### PASSAGE TO READ
# # # # # # #
Book  (1945)  Page(s) 38.  
Walter Easlea. The Glory of the Summer Climbing Roses.
'Excelsa' used to be considered the best scarlet crimson, but Mary Hicks is superior.....
Book  (1943)  
p23. The Twelve Best Roses for Growing as Pillars
The following received two votes: .... and Mary Hicks

p40. Bertram Park, Middlesex. I select next a wich. climber, Mary Hicks. It has the restrained vigour desirable, is of bright light crimson colour lasting well from mid-July to mid-August, and is easily trained to throw a mass of bloom from its base up to about 7-ft, 6-in., or 8-ft., its normal full growth.

p42, A, Norman, Guildford. 'Lady Gay'....'Dorothy Perkins'.... Somewhat similar in type is Mary Hicks, although the growth is stouter.

p62. Leonard Hollis. Reliable Roses For the Town Garden.
Wichuraiana Rambler Group. Crimson and Scarlet: Mary Hicks, 'The Beacon', 'Bonfire', and 'Romeo'.
Book  (1941)  Page(s) 55.  
H. R. Darlington. Symposium on the Twelve Best Roses for Growing as Weeping Standards.
....eleven roses which received one vote: ....and Mary Hicks
Book  (1939)  Page(s) 11.  
C. C. Hillary. Hayward's Heath: England's Test Garden.
....Close by, and forming a pleasing foil to the four show beds, was a tall tripod covered with the attractive Rambler Rose named Mary Hicks
Book  (1936)  Page(s) 345.  
Hicks, Mary (multifora) Hicks 1927; dark scarlet-crimson, large, 3/4-full, cluster-flowered, fragrance 5/10, July to September, light green branches and foliage, growth 7/10, climbing.
Book  (1936)  
Dr A. H. Williams. A Symposium on the Best Twelve Wichuraiana Ramblers and the Best Four Wichuraiana Climbers.

p68-5 12th. Mary Hicks Three votes.

p69-2 Dr. A. H. Williams: I have given the casting vote for the 12th place on the Pergola to Mary Hicks. Clearly the choice must lie between her and 'Excelsa', for six of the electors wished to have a late-flowering crimson cluster on their list; but unfortunately the votes were equally divided. This result undoubtedly gives us 12 excellent and eminently desirable Ramblers. But whether one would choose them for one's own garden if limited to 12 is open to doubt. Even after the doubtful inclusion of 'Mary Hicks', it only gives us four seats on the Pergola for representatives of the late-flowering cluster ramblers, whereas the early-flowering members of Group 2, with their more varied colourings, get eight seats.
# # # # # # #
### DATA TO EXAMINE

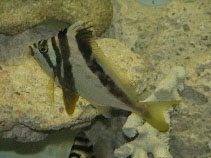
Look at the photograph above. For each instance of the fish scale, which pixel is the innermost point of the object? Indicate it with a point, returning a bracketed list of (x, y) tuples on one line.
[(75, 61)]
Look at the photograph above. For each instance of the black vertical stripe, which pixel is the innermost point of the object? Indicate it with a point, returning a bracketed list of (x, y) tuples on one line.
[(58, 59), (83, 36), (45, 54), (68, 80)]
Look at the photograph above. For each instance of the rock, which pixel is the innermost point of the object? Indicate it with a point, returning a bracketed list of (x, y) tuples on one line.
[(57, 144), (25, 95), (161, 36), (147, 140), (18, 16)]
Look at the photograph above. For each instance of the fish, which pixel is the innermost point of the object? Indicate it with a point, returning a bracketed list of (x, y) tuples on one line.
[(82, 147), (77, 64)]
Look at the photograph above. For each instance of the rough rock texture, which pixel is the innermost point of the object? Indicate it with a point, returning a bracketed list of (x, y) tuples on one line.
[(25, 103), (107, 135), (57, 144), (147, 140), (147, 143), (17, 16), (175, 34)]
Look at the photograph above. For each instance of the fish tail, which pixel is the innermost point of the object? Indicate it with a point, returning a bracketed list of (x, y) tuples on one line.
[(154, 113)]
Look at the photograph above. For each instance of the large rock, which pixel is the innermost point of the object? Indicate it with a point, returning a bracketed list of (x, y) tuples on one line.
[(18, 16), (177, 33), (25, 104)]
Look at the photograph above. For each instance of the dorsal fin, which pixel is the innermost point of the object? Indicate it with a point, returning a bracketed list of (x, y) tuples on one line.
[(70, 100)]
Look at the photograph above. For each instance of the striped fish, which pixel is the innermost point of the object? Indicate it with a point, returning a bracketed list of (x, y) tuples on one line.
[(82, 147), (74, 60)]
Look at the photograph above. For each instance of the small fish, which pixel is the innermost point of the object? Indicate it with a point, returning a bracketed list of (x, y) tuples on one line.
[(74, 60), (82, 147)]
# # # # # # #
### DIRECTIONS FOR THIS TASK
Copy the rose excerpt above word for word from "Wichuraiana Rambler Group." to "Book  (1936)  Page(s) 345.".

### RESPONSE AREA
Wichuraiana Rambler Group. Crimson and Scarlet: Mary Hicks, 'The Beacon', 'Bonfire', and 'Romeo'.
Book  (1941)  Page(s) 55.  
H. R. Darlington. Symposium on the Twelve Best Roses for Growing as Weeping Standards.
....eleven roses which received one vote: ....and Mary Hicks
Book  (1939)  Page(s) 11.  
C. C. Hillary. Hayward's Heath: England's Test Garden.
....Close by, and forming a pleasing foil to the four show beds, was a tall tripod covered with the attractive Rambler Rose named Mary Hicks
Book  (1936)  Page(s) 345.